■ EXCERPTED PASSAGE ■
##########

[antlr-interest] DFA's encoded directly in java bytecodes
Jim O'Connor
Jim.OConnor at microfocus.com
Tue Oct 19 12:56:39 PDT 2004
http://www.kimbly.com/code/
Public domain class file reading and writing ;)
Might be more fluff than you need but...
> -----Original Message-----
> From: Terence Parr [mailto:parrt at cs.usfca.edu]
> Sent: Tuesday, October 19, 2004 2:29 PM
> To: antlr-interest at yahoogroups.com
> Subject: [antlr-interest] DFA's encoded directly in java bytecodes
>
>
> Howdy,
>
> For the Java target of ANTLR 3.0, I've been concerned about the hideous
> nature of the code generated for DFA machines. Without a goto
> instruction in Java, you have to use a massive switch (slow as death)
> or use method calls (slow); plus you have to create like an object for
> each of thousands of states when the Lexer or Parser is loaded. Ick.
>
> Sriram Srinivasan at the ANTLR2004 workshop suggested generating byte
> code directly. There is a goto bytecode of course. :) The beauty of
> these suckers is that the CPU program counter will be used (once
> compiled to native code) to traverse the states of the DFA. That will
> be insanely fast; about the same speed as the C DFAs Ric generates for
> 3.0.

##########

■ TASK DESCRIPTION ■
Write the next part of the mailing-list thread about encoding DFAs directly in Java bytecode, picking up after its final sentence.

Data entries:
##########

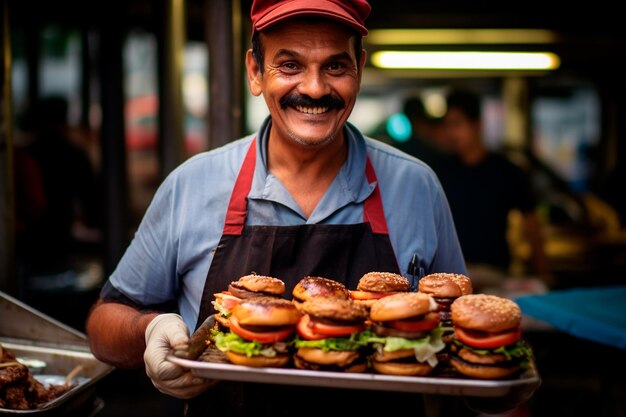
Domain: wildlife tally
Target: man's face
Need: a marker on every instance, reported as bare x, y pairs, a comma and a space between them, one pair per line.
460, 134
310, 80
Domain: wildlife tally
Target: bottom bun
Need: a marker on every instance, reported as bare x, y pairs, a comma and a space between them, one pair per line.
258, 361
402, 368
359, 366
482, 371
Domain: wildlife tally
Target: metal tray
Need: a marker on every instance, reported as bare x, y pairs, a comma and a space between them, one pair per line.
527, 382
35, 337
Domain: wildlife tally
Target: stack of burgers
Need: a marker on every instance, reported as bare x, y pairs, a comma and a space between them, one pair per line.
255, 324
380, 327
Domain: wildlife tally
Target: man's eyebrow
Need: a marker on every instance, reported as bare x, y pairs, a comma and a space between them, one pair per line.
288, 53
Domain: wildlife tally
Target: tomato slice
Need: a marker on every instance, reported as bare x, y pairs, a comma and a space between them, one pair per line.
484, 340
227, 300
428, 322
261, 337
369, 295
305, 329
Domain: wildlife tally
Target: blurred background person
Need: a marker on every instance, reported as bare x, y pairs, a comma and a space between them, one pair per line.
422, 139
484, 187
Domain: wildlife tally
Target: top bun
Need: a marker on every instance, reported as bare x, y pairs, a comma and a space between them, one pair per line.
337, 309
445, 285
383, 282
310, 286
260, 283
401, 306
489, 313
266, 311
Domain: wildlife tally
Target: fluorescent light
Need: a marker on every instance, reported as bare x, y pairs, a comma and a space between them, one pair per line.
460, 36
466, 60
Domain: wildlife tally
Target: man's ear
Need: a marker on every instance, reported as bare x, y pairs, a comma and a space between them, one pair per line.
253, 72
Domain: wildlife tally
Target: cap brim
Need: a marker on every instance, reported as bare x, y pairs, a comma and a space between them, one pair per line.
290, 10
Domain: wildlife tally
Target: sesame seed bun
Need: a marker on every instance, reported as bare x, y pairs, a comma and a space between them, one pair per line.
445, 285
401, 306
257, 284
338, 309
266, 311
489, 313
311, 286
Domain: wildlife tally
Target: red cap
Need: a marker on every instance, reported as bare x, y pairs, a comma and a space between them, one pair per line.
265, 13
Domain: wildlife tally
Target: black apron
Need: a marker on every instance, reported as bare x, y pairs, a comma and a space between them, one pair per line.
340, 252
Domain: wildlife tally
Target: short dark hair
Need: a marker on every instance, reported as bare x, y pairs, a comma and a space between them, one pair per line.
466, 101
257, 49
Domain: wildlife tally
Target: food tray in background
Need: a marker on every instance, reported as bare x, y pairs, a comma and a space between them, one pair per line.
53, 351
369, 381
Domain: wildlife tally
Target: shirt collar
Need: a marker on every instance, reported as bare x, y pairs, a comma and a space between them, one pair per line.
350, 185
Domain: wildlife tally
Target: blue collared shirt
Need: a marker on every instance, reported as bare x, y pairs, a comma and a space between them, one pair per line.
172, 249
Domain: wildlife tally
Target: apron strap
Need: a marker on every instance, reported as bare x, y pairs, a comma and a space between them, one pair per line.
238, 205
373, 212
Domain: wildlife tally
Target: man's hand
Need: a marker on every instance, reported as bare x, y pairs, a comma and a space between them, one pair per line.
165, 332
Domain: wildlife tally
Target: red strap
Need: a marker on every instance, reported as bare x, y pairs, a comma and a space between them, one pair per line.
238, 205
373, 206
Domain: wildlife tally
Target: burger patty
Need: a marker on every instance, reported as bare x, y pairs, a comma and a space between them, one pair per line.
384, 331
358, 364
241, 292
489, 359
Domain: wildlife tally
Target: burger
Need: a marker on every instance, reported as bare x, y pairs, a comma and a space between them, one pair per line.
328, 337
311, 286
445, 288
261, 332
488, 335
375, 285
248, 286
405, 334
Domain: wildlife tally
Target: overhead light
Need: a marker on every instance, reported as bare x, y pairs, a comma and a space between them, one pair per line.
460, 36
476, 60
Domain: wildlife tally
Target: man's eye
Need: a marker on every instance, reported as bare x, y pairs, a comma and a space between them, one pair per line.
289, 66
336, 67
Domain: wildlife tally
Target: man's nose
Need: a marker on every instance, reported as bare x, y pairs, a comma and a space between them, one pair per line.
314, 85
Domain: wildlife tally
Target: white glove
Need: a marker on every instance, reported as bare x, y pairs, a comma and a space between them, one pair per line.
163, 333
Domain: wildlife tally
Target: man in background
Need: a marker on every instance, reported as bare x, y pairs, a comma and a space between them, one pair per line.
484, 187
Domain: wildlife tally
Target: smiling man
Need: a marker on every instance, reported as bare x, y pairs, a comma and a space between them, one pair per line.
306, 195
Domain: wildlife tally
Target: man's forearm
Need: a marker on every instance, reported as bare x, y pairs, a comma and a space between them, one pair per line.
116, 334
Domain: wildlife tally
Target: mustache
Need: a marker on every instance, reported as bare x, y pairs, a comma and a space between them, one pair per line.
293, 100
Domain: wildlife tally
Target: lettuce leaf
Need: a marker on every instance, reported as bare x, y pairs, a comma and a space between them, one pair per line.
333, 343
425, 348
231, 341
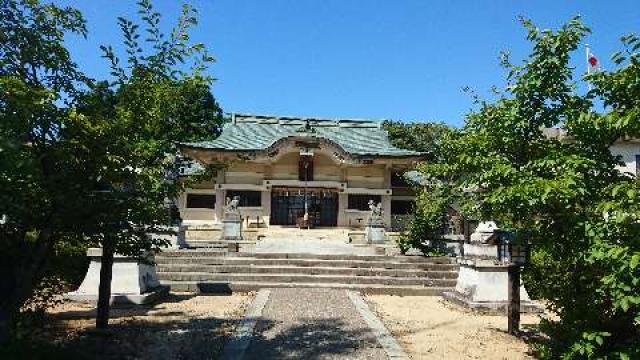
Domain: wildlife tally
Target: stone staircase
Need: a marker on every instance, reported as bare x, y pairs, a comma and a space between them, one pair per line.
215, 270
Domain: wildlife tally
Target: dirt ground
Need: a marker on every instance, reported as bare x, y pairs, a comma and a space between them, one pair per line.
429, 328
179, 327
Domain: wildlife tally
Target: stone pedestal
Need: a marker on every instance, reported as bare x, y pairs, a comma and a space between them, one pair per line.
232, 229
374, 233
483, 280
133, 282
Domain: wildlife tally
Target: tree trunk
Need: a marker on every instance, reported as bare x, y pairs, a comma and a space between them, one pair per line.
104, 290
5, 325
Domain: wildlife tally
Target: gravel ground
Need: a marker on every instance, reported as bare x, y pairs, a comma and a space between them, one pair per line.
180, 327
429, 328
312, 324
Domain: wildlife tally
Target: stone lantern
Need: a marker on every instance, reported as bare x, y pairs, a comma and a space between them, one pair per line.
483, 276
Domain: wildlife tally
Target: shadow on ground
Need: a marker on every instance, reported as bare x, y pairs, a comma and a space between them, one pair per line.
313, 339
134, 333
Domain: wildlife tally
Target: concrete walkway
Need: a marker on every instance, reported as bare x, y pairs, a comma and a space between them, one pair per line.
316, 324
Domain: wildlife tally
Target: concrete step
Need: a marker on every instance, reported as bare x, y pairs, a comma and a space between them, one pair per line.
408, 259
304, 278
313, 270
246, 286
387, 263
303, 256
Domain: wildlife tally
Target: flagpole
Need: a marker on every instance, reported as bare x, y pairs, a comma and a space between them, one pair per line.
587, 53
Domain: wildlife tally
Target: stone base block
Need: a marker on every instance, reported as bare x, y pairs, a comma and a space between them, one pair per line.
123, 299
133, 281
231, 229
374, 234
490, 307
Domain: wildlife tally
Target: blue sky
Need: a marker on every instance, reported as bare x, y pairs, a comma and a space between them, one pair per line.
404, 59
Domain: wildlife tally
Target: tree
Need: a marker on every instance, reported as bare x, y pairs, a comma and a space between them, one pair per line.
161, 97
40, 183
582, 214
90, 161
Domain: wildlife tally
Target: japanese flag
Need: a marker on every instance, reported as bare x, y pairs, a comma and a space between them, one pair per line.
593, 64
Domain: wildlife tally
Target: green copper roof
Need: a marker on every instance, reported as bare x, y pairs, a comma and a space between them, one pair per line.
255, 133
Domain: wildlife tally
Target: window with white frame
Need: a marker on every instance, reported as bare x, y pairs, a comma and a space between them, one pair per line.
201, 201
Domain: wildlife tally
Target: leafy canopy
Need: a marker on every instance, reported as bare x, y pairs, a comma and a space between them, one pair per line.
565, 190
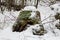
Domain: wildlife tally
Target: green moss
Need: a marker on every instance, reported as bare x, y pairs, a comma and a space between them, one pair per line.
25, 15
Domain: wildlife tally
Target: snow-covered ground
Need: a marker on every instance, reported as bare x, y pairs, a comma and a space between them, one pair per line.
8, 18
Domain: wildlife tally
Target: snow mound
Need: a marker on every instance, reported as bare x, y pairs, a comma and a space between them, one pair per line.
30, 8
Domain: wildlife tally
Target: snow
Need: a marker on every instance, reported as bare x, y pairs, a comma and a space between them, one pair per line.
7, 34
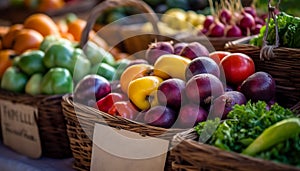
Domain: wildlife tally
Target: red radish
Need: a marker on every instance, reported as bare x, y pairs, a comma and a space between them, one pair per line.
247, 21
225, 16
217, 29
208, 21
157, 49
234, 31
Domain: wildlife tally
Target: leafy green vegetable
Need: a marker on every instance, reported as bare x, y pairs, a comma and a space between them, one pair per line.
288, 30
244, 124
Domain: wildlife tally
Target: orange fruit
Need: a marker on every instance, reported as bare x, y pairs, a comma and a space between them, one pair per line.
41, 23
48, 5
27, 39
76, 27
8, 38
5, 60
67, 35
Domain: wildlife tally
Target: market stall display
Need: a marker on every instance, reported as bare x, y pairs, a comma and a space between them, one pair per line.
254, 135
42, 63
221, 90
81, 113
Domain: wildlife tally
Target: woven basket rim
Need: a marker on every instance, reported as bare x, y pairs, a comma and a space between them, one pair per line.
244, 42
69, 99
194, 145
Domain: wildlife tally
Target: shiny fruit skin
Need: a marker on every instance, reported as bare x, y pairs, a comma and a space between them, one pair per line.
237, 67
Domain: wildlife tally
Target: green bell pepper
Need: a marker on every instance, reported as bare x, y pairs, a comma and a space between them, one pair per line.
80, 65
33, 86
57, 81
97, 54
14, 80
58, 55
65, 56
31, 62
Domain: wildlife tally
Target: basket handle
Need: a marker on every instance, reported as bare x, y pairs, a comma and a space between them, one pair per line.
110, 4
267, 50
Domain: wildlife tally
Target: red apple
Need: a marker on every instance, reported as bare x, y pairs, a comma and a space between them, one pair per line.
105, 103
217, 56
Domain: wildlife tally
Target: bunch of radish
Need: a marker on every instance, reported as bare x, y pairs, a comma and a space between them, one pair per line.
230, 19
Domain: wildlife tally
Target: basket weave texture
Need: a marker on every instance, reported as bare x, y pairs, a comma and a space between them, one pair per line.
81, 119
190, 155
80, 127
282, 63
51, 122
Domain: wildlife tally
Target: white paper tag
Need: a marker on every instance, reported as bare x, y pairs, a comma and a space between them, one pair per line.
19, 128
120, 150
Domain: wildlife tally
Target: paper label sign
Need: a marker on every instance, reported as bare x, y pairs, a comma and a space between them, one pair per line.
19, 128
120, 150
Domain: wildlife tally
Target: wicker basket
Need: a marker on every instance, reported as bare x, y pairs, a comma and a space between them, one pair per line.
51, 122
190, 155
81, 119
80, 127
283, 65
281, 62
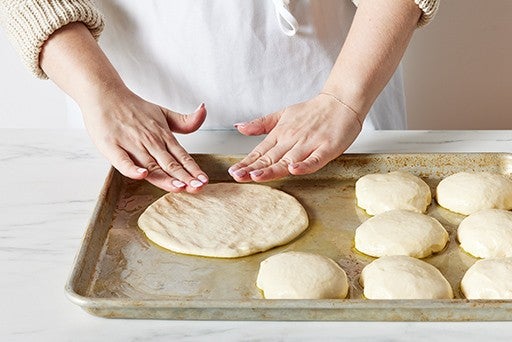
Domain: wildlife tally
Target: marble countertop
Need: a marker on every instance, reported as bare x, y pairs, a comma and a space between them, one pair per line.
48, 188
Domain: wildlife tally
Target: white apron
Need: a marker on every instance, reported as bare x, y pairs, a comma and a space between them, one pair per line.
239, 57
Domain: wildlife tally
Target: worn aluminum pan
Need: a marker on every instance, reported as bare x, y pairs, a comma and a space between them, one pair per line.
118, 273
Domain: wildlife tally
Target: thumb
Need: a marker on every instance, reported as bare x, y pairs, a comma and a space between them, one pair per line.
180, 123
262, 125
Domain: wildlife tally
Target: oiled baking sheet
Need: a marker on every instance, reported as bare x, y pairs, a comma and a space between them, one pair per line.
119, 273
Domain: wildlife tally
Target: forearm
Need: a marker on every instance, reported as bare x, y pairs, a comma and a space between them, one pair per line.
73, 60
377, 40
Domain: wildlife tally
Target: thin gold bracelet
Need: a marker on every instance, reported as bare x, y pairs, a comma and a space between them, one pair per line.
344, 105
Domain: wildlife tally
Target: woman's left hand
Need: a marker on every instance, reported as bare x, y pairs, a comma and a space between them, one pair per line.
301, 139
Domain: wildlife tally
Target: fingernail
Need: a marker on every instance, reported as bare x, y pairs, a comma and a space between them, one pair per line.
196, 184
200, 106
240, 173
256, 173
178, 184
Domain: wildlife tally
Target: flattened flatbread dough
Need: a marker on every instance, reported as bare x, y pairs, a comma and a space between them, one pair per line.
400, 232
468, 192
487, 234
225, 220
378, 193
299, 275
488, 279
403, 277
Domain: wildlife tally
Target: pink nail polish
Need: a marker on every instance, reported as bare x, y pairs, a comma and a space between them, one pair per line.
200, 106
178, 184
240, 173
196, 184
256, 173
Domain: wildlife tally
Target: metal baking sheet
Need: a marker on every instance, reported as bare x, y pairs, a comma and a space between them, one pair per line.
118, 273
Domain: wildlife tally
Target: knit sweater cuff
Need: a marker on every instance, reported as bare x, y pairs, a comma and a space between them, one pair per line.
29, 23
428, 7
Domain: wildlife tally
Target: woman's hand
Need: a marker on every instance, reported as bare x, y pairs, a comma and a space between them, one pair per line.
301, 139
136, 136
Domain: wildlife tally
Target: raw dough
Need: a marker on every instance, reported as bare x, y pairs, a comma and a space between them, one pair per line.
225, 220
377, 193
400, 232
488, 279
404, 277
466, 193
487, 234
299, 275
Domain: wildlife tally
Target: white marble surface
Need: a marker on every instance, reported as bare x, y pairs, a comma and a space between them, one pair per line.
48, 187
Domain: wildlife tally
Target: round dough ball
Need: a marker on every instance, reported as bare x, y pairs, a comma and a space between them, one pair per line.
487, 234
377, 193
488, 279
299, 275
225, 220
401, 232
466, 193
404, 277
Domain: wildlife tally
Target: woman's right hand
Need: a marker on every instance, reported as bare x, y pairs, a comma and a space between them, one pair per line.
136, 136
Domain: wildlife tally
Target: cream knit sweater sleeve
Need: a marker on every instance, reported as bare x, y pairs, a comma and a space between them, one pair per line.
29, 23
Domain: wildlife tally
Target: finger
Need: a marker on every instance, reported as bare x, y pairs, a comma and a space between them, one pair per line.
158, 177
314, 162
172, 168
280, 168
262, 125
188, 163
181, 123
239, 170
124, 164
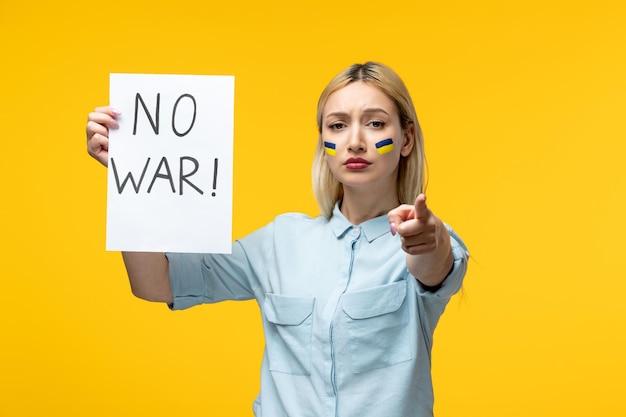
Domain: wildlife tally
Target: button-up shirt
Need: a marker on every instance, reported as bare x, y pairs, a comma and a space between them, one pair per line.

##########

■ RESPONSE FOR THIS EXERCISE ■
>
> So, I will generate byte code assembly for the DFAs from the ANTLR code
> generator using StringTemplate so people can tweak the byte codes
> easily. For example, you might want to inline some of the char fetch
> stuff. That will haul ass!
>
> The only problem was that I didn't want to use BCEL or Jasmin or any
> other package since it means ANTLR depends on those packages (i hate
> that). So, I spent the weekend and yesterday building a .class file
> writer and then a byte code assembler. Both are tiny as they are very
> specific to my needs (only handles like 50 bytecodes). Nonetheless,
> 900 total lines of code is nice. :) An excellent price to pay to avoid
> other people's libraries.
>
> Here is a sample (partial) state in my assembly code
>
> aload 0
> iconst 1
> invokeinterface IntegerStream.LA 2
> istore 1
> iload 1
> iconst 98
> if_icmplt x
> iload 1
> ireturn
> x:
> iconst -1
> ireturn
>
> I'm guessing that a minimal state will be about 20-ish bytes, allowing
> for a max of about 3000 states in any specific DFA. Not a serious
> limitation probably.
>
> I also hope to use this code in my CS652 grad prog lang class whenever
> I teach that again. A nice real world problem.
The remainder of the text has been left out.